* [EXTRAIT DU TEXTE]:
· · · · · · ·
Toujours est-il que ce mouvement est pour l’instant cantonné aux régions où le trafic aérien est déjà mature, soit l’Europe et l’Amérique du Nord, alors que la majeure partie du potentiel de croissance est dans les pays émergents. De plus, si cette réduction de la croissance du trafic aérien initiée volontairement par les passagers n’est pas suffisante pour atteindre les objectifs du secteur (division de moitié des émissions entre 2005 et 2050) [4], l’utilisation d’une écotaxe aérienne peut être une autre solution possible, comme cela est déjà le cas en Suède, et le sera l’année prochaine en France et en Allemagne. Et comme certains l’ont très justement fait remarquer à propos du flygskam : les Suédois voyagent cinq fois plus que la moyenne mondiale. La réduction du trafic aérien pose donc la question de la justice sociale : qui doit réduire ses voyages en avion ? Tout d’abord, tordons le coup à l’idée reçue d’une « démocratisation » du transport aérien. Aujourd’hui, environ la moitié des habitants de pays riches et développés comme les États-Unis, l’Angleterre, ou la France ne prennent jamais l’avion. Si ce mode se développe auprès de tous les segments de population, il demeure l’apanage d’une élite : au Royaume-Uni, 15% des personnes réalisent plus de 70% des vols, tandis qu’en France 50% des vols viennent des 2% des personnes ayant les revenus les plus élevés. [5] [6] [7] A partir de ce constat et dans une perspective de la mise en place d’une écotaxe aérienne, de la même manière que les impôts sur le revenu sont échelonnés avec des paliers croissants en fonction du montant des revenus, pour des raisons d’équité sociale, il serait possible de créer une taxe respectant ce principe pour les voyages aériens. Ainsi, le Committee on Climate Change, équivalent du Haut Conseil pour le Climat au Royaume-Uni, recommande de mettre en place une taxe sur les voyages aériens qui serait proportionnelle à la cabine de voyage et à la distance parcourue dans les airs sur les dernières années. [8]
Cette mesure permettrait de concilier transition écologique et justice sociale, en taxant plus fortement les globe-trotters qui ont tendance à être plus riches et moins sensibles au prix et dont l’empreinte carbone aérienne est conséquente, tout en ne pénalisant pas les autres catégories sociales souhaitant voyager en avion occasionnellement. Autre mesure proposée par le CCC : supprimer les programmes de fidélité des compagnies aériennes, dont le but est de stimuler le trafic aérien en incitant les voyageurs à prendre plus l’avion. L’intérêt de ces programmes est en effet tout à fait discutable, d’un point de vue écologique et aussi social, car les utilisateurs de ces programmes sont intrinsèquement des voyageurs fréquents.
· · · · · · ·
* [CONSIGNE 1]:
Répondez aux questions suivantes sur le texte consacré au transport aérien.
(a) Dans quel pays une écotaxe aérienne est-elle déjà appliquée ?
(b) Au Royaume-Uni, quelle part des vols est réalisée par 15 % des personnes ?
(c) Quel est le but des programmes de fidélité des compagnies aériennes ?
Le texte et les enregistrements n'ont aucun lien entre eux.

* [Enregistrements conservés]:
· · · · · · ·
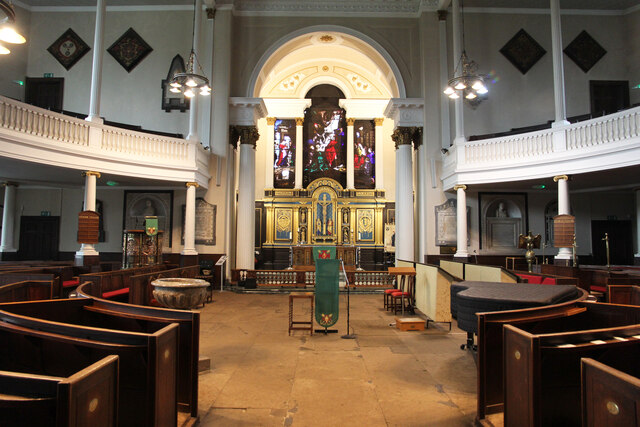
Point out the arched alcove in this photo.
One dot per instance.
(338, 56)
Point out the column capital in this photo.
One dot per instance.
(417, 137)
(248, 135)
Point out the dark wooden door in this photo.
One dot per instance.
(620, 242)
(39, 237)
(45, 92)
(608, 96)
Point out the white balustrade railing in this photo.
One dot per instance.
(607, 129)
(120, 141)
(28, 119)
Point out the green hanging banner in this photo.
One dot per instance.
(151, 225)
(327, 292)
(324, 252)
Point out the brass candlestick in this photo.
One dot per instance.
(606, 242)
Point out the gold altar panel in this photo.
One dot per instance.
(284, 224)
(365, 223)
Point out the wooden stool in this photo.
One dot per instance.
(300, 324)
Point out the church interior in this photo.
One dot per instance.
(440, 197)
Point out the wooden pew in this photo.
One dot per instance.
(30, 274)
(113, 283)
(96, 312)
(610, 394)
(542, 371)
(30, 290)
(148, 361)
(89, 397)
(623, 294)
(571, 316)
(141, 290)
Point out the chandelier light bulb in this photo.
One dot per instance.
(9, 35)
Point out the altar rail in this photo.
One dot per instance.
(66, 135)
(302, 278)
(478, 161)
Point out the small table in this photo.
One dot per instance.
(300, 325)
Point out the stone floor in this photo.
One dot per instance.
(261, 376)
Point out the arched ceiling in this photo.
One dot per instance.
(326, 57)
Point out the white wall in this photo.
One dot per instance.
(132, 98)
(13, 67)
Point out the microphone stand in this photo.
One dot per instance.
(347, 336)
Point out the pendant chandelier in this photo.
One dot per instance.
(465, 81)
(8, 34)
(190, 82)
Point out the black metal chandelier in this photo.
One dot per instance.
(465, 81)
(190, 82)
(8, 33)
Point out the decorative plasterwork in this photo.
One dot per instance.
(246, 111)
(336, 6)
(405, 112)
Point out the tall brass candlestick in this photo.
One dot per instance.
(606, 242)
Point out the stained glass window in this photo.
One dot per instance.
(364, 156)
(284, 153)
(325, 149)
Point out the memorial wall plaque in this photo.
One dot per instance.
(563, 231)
(88, 227)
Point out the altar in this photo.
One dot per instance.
(302, 256)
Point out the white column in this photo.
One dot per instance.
(299, 151)
(219, 137)
(564, 208)
(8, 218)
(457, 52)
(379, 154)
(246, 198)
(96, 70)
(269, 153)
(558, 66)
(90, 177)
(637, 192)
(193, 102)
(190, 220)
(461, 221)
(350, 154)
(445, 130)
(404, 194)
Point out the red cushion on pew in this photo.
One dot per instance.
(117, 292)
(399, 294)
(531, 278)
(69, 283)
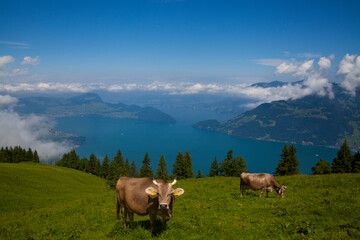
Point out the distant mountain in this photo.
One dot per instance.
(269, 84)
(88, 104)
(311, 120)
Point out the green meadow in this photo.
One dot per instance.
(40, 201)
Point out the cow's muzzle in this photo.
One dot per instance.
(163, 206)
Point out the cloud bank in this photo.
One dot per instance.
(28, 131)
(350, 68)
(31, 61)
(5, 60)
(313, 76)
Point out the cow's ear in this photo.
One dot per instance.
(151, 191)
(178, 191)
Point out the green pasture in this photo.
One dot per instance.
(39, 201)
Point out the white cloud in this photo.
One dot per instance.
(6, 100)
(269, 62)
(6, 60)
(16, 44)
(30, 131)
(324, 63)
(296, 69)
(31, 61)
(350, 67)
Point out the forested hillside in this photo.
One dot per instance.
(313, 120)
(87, 105)
(46, 202)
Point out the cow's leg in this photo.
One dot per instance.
(262, 191)
(131, 218)
(124, 214)
(164, 223)
(118, 209)
(152, 222)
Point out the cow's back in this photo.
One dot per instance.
(131, 194)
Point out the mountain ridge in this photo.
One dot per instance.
(88, 104)
(312, 120)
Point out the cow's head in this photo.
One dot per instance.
(281, 191)
(164, 192)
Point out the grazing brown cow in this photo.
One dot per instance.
(146, 196)
(263, 181)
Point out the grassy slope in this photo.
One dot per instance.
(63, 203)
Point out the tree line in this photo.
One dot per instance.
(18, 154)
(344, 162)
(230, 166)
(112, 170)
· · · · · · ·
* [CONSIGNE 2]: Relevez chaque ligne des enregistrements qui contient le mot « arched », en respectant la casse.

* [RÉPONSE RÉDIGÉE 1]:
(a) En Suède.
(b) Plus de 70 % des vols.
(c) Stimuler le trafic aérien en incitant les voyageurs à prendre plus l'avion.

* [RÉPONSE RÉDIGÉE 2]:
Point out the arched alcove in this photo.
Point out the arched ceiling in this photo.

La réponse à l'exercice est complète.